WORK ITEM A: In the ambulance strike article below, reproduce word for word the part that begins at the words "The walkout is" and stops after "and two calls.".
WORK ITEM B: List every county the ambulance strike article below names as a place where staff are on strike.
WORK ITEM C: According to the ambulance strike article below, about how many East Midlands Ambulance Service workers took part in the action?

Ambulance workers on strike told of the huge pressure on services as they went out on strike on Wednesday 11 January.
Paramedics, emergency care assistants and call handlers are on strike from 7 am to 7 pm on in Nottinghamshire, Leicestershire, Lincolnshire, Derbyshire and Northamptonshire.
The walkout is the second in a month following a similar action on December 21.
The Government says most ambulance staff have already received a rise of at least four per cent, increasing the average basic pay per person to around £34,300.
But around 2,000 East Midlands Ambulance Service (EMAS) workers – around half its total workforce – took part in a wave of nationwide action today to try to push the Government for a pay rise above inflation and highlight ongoing NHS pressures.
Rachael Dexter, an EMAS technician who has worked for the service for three years, is on strike but still responding to category one and two calls.
She said: “Morally it doesn’t sit right with me not to go out to someone who needs us.
“For me, it’s not just about pay, we ate understaffed and under-resourced. We need more funding, more ambulances and more staff.
“Hospitals are absolutely rammed at the moment, it’s not their fault but there’s a big shortage in social care which stops people going home which has a knock-on effect on us.
“We are in a queue waiting to hand someone over and while we’re there we hear immediately life-threatening calls that none of us can respond to. It’s really frustrating.
“The public need education on when to call and what is life-threatening. Today, people are being told to only call if it’s life-threatening and that should be every day.”

EXTRACTED DATA:
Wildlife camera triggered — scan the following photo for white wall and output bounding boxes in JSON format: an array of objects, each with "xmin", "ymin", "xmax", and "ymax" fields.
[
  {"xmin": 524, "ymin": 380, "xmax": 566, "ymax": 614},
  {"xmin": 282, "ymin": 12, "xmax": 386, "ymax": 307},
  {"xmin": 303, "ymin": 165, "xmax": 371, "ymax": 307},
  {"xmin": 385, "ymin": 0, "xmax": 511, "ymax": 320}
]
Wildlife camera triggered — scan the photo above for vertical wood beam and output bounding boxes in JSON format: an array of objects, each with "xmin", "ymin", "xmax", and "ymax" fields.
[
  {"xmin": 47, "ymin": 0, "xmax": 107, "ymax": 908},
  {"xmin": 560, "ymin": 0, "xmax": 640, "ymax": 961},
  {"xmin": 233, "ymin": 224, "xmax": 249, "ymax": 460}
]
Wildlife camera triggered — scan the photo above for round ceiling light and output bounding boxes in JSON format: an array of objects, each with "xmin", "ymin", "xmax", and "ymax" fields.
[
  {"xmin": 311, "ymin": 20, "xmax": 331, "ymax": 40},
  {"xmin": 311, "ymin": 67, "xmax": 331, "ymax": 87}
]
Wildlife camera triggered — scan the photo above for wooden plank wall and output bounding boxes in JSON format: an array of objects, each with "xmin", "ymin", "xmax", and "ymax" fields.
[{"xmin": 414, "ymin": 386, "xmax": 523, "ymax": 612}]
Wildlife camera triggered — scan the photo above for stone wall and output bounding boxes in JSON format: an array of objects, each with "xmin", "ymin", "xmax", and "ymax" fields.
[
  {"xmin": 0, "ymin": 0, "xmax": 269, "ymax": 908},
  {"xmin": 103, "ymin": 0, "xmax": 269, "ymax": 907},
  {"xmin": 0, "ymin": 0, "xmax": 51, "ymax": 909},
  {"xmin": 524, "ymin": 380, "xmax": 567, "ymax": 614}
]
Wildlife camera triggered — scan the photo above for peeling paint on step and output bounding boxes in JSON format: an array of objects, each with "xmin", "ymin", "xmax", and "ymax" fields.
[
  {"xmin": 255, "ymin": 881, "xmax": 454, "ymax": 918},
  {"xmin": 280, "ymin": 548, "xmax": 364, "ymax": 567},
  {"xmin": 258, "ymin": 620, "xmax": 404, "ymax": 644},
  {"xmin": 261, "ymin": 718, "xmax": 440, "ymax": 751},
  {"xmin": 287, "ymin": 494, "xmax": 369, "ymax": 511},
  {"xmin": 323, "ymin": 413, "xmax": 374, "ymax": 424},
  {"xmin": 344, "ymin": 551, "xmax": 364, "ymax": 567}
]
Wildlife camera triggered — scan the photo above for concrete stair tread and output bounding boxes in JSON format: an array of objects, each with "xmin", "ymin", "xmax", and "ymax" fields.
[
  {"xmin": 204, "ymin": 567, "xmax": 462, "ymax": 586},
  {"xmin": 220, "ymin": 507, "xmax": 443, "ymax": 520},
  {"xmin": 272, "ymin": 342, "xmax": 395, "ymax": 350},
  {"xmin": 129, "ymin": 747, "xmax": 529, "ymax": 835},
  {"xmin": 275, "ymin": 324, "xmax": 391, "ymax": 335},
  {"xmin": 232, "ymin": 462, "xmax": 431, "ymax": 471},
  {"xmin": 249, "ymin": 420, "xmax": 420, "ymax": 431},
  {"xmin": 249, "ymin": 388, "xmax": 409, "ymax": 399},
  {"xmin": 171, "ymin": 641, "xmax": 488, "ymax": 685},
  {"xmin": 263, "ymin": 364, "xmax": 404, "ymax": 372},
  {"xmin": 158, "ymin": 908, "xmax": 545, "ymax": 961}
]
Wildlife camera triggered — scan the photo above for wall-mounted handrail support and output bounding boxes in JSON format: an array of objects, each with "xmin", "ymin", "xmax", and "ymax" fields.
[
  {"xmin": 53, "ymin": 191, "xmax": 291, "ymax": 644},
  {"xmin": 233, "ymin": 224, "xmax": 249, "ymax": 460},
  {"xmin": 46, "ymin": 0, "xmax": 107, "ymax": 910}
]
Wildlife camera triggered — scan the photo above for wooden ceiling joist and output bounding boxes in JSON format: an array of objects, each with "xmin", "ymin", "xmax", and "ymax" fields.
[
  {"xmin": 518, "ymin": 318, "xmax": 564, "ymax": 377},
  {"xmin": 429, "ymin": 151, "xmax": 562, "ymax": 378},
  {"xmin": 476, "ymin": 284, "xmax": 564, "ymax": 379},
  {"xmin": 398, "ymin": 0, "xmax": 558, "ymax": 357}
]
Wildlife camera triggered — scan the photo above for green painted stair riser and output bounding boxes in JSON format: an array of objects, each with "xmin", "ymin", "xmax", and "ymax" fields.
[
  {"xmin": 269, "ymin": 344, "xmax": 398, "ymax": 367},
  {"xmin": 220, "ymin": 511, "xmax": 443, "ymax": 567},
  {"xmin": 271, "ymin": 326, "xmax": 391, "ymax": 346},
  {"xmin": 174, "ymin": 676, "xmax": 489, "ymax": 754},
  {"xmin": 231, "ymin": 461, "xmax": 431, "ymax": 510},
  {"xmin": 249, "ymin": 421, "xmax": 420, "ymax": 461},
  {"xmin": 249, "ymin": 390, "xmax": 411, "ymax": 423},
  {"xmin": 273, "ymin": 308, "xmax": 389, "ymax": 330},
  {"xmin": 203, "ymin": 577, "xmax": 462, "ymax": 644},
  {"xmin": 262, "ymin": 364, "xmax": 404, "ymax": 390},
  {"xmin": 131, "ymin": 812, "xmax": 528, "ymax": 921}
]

EXERCISE OUTPUT A:
The walkout is the second in a month following a similar action on December 21.
The Government says most ambulance staff have already received a rise of at least four per cent, increasing the average basic pay per person to around £34,300.
But around 2,000 East Midlands Ambulance Service (EMAS) workers – around half its total workforce – took part in a wave of nationwide action today to try to push the Government for a pay rise above inflation and highlight ongoing NHS pressures.
Rachael Dexter, an EMAS technician who has worked for the service for three years, is on strike but still responding to category one and two calls.

EXERCISE OUTPUT B: Nottinghamshire, Leicestershire, Lincolnshire, Derbyshire, Northamptonshire

EXERCISE OUTPUT C: Around 2,000, about half of its total workforce.